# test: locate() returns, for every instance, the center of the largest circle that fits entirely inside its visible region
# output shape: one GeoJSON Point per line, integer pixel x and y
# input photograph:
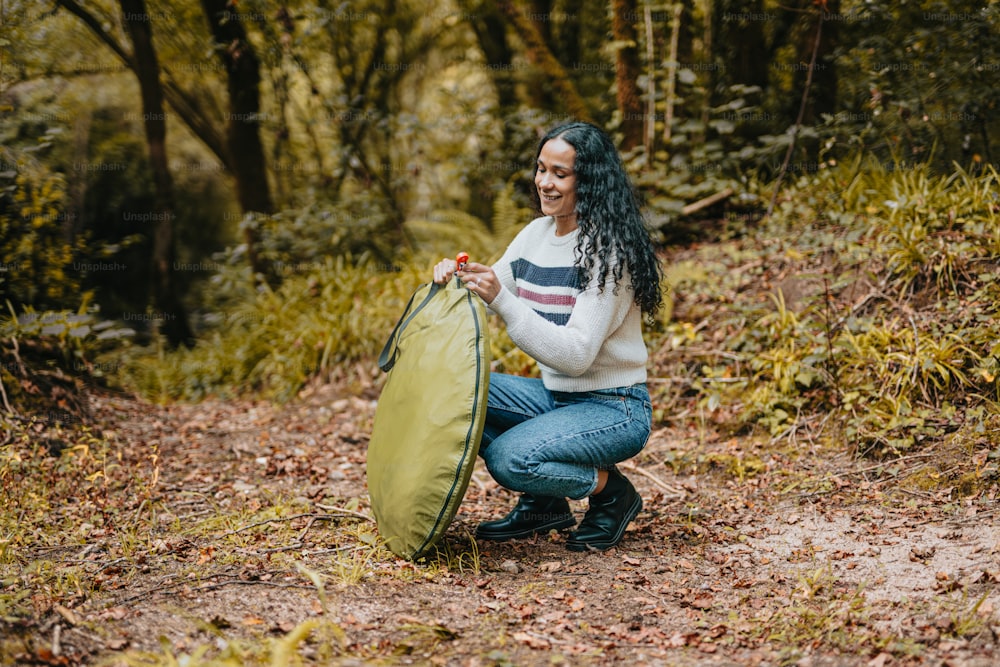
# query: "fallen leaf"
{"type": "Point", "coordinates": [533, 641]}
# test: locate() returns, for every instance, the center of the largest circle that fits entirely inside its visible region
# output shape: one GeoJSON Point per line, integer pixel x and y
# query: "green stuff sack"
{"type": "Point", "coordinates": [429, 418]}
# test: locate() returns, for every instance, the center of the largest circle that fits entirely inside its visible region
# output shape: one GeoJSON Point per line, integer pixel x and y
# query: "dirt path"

▸ THE REQUEST
Swap every "instance" in the listing above for "object" and give the listing again with nothing else changed. Leave the pictures out.

▸ COMPLETE OUTPUT
# test: locate() returns, for every object, the center of the largest circle that fits entirely inside its visible region
# output shape: one GeoJSON Point per line, integer pixel x and y
# input photograph:
# query: "fallen leaf"
{"type": "Point", "coordinates": [533, 641]}
# test: locate() returns, for every object, the center of the largest circle that fits entirely inside its visible region
# output shape: one GeoJSON Point per line, integer pixel x and y
# query: "green stuff sack"
{"type": "Point", "coordinates": [429, 418]}
# test: locate() returns, for every object, the center of the largest circle that fits entirely inside its visible region
# output shape: one GeoJSON Point per line, integer pixel x and y
# query: "dirt path"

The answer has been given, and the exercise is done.